Exelon Corporation says its Nine Mile Point Nuclear Station in Scriba is losing money and it is hoping for financial assistance from New York state in the near future.
Exelon's Executive Vice President for Governmental Affairs Joseph Dominguez said the nuclear plant is not making enough money to break even because of falling energy prices, a similar situation for the company's Ginna plant nearby Rochester and for Entergy's Fitzpatrick Nuclear Plant, which is slated for closure next year.
"I would say that the economics at nine mile are more robust [and] a healthier station than either Fitzpatrick or Ginna, but recently what we've seen at Nine Mile -even with the efficiencies it has given the size of the unity -- it is beginning to see these losses and we are predicting these losses will continue," Dominguez said.

**REQUIRED ACTIONS:**
1: Decide whether each statement agrees with the Nine Mile Point article. Answer yes or no for each, quoting the words from the article that settle it.
(a) The Fitzpatrick plant is scheduled to close next year.
(b) Dominguez describes Nine Mile as a less healthy station than Ginna.
(c) The Ginna plant belongs to Entergy.
2: Retype the part of the Nine Mile Point article starting with "Exelon Corporation says" and going on through "the near future.".

**RAW DATA:**
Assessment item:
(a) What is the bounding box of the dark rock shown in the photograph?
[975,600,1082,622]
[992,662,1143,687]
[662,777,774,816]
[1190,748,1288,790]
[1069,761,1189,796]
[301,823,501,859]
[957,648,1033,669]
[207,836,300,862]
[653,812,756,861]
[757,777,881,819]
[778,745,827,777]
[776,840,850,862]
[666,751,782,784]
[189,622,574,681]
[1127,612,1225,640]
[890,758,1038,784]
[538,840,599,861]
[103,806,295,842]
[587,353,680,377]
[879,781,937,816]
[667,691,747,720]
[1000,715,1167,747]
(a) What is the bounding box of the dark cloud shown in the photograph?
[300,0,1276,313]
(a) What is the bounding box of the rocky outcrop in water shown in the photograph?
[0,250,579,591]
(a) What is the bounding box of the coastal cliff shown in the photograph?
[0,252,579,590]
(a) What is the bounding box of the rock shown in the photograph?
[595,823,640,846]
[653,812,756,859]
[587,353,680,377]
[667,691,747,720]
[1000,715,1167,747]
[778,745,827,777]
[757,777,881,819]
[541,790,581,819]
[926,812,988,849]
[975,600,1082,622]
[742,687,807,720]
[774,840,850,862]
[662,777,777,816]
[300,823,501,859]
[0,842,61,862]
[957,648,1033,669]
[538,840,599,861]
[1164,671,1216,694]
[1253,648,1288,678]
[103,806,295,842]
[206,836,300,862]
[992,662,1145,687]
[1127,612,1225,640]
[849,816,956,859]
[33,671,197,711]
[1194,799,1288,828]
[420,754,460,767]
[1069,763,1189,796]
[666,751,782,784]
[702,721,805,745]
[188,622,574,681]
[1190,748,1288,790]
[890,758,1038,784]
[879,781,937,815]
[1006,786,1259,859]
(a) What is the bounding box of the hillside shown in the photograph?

**TASK SOLUTIONS:**
1:
(a) Yes: "which is slated for closure next year"
(b) No: "a healthier station than either Fitzpatrick or Ginna"
(c) No: "the company's Ginna plant nearby Rochester"

2:
Exelon Corporation says its Nine Mile Point Nuclear Station in Scriba is losing money and it is hoping for financial assistance from New York state in the near future.